Patmos : l’île de l’Apocalypse
Patmos : l’île de l’Apocalypse
DE NOTRE CORRESPONDANT EN GRÈCE
DE TEMPS à autre, les habitants de Patmos peuvent apercevoir une lumière qui scintille sur la montagne de l’île voisine de Samos, de l’autre côté de la mer Égée. Simple électricité statique, pensent les plus cartésiens. Mais ceux qu’anime la ferveur religieuse affirment avec force qu’il y a à cela une autre explication. Et d’annoncer aussitôt à leurs voisins qu’ils ont encore reçu un signe du plus célèbre personnage ayant vécu sur l’île de Patmos, banni il y a près de 1 900 ans sur cette petite île grecque située à quelques encablures des côtes de l’Asie Mineure.
Ce personnage illustre fut condamné à demeurer à Patmos, vraisemblablement par l’empereur romain Domitien, ‘ parce qu’il parlait de Dieu et rendait témoignage à Jésus ’. Là, il entendit la voix de Dieu, “ comme celle d’une trompette ”, dire : “ Je suis l’Alpha et l’Oméga. [...] Ce que tu vois, écris-le dans un rouleau. ” — Révélation 1:8-11.
Ce rouleau, ou livre, est l’épilogue du best-seller de tous les temps. On en a parlé comme d’une des œuvres les plus énigmatiques jamais écrites : la Révélation, ou Apocalypse, le dernier livre de la Bible. Son auteur, Jean, était un apôtre de Jésus, et les visions qu’il a reçues concernant la fin tragique du monde méchant ont captivé des générations de lecteurs depuis des siècles *.
Patmos aujourd’hui
De nombreux visiteurs admettront que Patmos, l’île la plus au nord du Dodécanèse, constitue pour ce livre un cadre idéal : des promontoires volcaniques élevés et de sombres précipices jouxtent de vertes collines en terrasses et des prairies en fleurs qui roussissent sous le brûlant soleil méditerranéen.

Objectif a: Mettez à jour le passage des enregistrements qui va de la ligne contenant « For each instance of the white column, set » jusqu'à la fin des enregistrements en remplaçant « marker » par « point ». Redonnez uniquement ce passage, sans autre modification.

Enregistrements fournis:
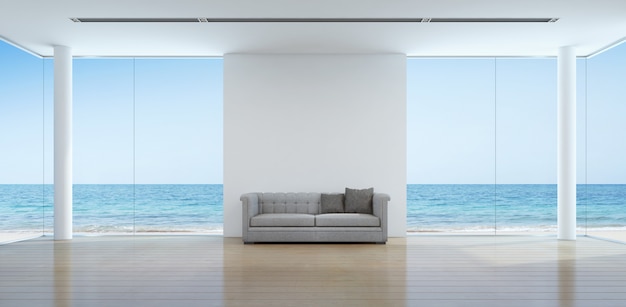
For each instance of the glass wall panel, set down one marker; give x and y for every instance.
(451, 145)
(103, 145)
(22, 189)
(526, 145)
(606, 144)
(178, 141)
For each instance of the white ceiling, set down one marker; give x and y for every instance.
(38, 25)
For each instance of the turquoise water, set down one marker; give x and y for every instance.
(510, 207)
(198, 208)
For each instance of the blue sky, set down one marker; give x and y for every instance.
(478, 120)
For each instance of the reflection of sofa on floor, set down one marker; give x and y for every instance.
(356, 216)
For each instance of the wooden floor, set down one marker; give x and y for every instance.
(197, 270)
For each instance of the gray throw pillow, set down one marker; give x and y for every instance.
(332, 203)
(359, 201)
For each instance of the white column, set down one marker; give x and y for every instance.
(566, 152)
(62, 143)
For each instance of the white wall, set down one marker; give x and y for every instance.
(314, 123)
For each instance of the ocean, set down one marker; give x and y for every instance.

Objectif b: Recopiez intégralement le texte sur Patmos, sans y changer quoi que ce soit.

Résultat final a:
For each instance of the white column, set down one point; give x and y for every instance.
(566, 152)
(62, 143)
For each instance of the white wall, set down one point; give x and y for every instance.
(314, 123)
For each instance of the ocean, set down one point; give x and y for every instance.

Résultat final b:
Patmos : l’île de l’Apocalypse
Patmos : l’île de l’Apocalypse
DE NOTRE CORRESPONDANT EN GRÈCE
DE TEMPS à autre, les habitants de Patmos peuvent apercevoir une lumière qui scintille sur la montagne de l’île voisine de Samos, de l’autre côté de la mer Égée. Simple électricité statique, pensent les plus cartésiens. Mais ceux qu’anime la ferveur religieuse affirment avec force qu’il y a à cela une autre explication. Et d’annoncer aussitôt à leurs voisins qu’ils ont encore reçu un signe du plus célèbre personnage ayant vécu sur l’île de Patmos, banni il y a près de 1 900 ans sur cette petite île grecque située à quelques encablures des côtes de l’Asie Mineure.
Ce personnage illustre fut condamné à demeurer à Patmos, vraisemblablement par l’empereur romain Domitien, ‘ parce qu’il parlait de Dieu et rendait témoignage à Jésus ’. Là, il entendit la voix de Dieu, “ comme celle d’une trompette ”, dire : “ Je suis l’Alpha et l’Oméga. [...] Ce que tu vois, écris-le dans un rouleau. ” — Révélation 1:8-11.
Ce rouleau, ou livre, est l’épilogue du best-seller de tous les temps. On en a parlé comme d’une des œuvres les plus énigmatiques jamais écrites : la Révélation, ou Apocalypse, le dernier livre de la Bible. Son auteur, Jean, était un apôtre de Jésus, et les visions qu’il a reçues concernant la fin tragique du monde méchant ont captivé des générations de lecteurs depuis des siècles *.
Patmos aujourd’hui
De nombreux visiteurs admettront que Patmos, l’île la plus au nord du Dodécanèse, constitue pour ce livre un cadre idéal : des promontoires volcaniques élevés et de sombres précipices jouxtent de vertes collines en terrasses et des prairies en fleurs qui roussissent sous le brûlant soleil méditerranéen.